▸ WHAT YOU WILL DO: Put everything from the line that contains "Where can the pink azalea" down to the end of the records into a Markdown table with two columns, Row and Line. Give each line its own numbered row and skip blank lines.

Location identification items
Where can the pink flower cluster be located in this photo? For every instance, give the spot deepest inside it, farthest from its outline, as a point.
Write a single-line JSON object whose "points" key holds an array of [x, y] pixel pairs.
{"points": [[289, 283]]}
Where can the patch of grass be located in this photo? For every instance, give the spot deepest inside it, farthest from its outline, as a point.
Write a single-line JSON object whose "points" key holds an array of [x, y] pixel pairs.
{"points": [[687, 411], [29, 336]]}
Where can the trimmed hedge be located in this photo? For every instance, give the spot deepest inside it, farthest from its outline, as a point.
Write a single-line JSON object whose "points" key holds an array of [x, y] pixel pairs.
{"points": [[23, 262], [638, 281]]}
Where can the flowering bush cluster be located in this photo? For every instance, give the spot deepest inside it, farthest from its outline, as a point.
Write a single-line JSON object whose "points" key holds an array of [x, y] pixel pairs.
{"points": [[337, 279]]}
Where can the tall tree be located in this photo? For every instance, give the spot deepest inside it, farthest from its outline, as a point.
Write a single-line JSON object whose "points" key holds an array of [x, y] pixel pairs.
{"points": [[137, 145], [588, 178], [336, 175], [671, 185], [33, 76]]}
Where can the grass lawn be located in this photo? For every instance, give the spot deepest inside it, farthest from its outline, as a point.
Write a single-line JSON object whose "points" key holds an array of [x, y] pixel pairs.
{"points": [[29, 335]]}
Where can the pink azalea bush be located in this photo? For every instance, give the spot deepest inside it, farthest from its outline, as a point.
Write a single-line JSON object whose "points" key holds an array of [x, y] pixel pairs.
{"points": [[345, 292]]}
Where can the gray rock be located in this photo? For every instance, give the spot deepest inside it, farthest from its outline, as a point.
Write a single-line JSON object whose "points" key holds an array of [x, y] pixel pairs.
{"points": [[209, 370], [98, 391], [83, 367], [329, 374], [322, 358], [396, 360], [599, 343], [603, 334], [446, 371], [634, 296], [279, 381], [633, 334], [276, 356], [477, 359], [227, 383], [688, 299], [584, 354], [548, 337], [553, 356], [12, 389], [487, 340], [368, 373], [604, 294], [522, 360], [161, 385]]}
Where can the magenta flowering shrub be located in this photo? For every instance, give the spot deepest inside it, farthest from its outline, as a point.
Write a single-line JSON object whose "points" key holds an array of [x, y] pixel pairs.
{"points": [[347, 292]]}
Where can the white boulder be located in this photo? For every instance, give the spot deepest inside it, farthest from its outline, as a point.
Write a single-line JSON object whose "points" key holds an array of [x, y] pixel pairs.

▸ EXERCISE RESULT:
| Row | Line |
|---|---|
| 1 | Where can the pink azalea bush be located in this photo? For every instance, give the spot deepest inside it, farthest from its outline, as a point. |
| 2 | Write a single-line JSON object whose "points" key holds an array of [x, y] pixel pairs. |
| 3 | {"points": [[345, 292]]} |
| 4 | Where can the gray rock be located in this photo? For every instance, give the spot deepest inside it, farthest from its outline, as a point. |
| 5 | Write a single-line JSON object whose "points" key holds an array of [x, y] pixel pairs. |
| 6 | {"points": [[209, 370], [98, 391], [83, 367], [329, 374], [322, 358], [396, 360], [599, 343], [603, 334], [446, 371], [634, 296], [279, 381], [633, 334], [276, 356], [477, 359], [227, 383], [688, 299], [584, 354], [548, 337], [553, 356], [12, 389], [487, 340], [368, 373], [604, 294], [522, 360], [161, 385]]} |
| 7 | Where can the magenta flowering shrub be located in this photo? For every instance, give the spot deepest inside it, farthest from its outline, as a point. |
| 8 | Write a single-line JSON object whose "points" key holds an array of [x, y] pixel pairs. |
| 9 | {"points": [[347, 292]]} |
| 10 | Where can the white boulder be located in this photo? For every instance, give the spot deepest inside it, farthest from its outline, as a point. |
| 11 | Write a single-line JSON object whose "points" key holds an array of [x, y] pixel pairs. |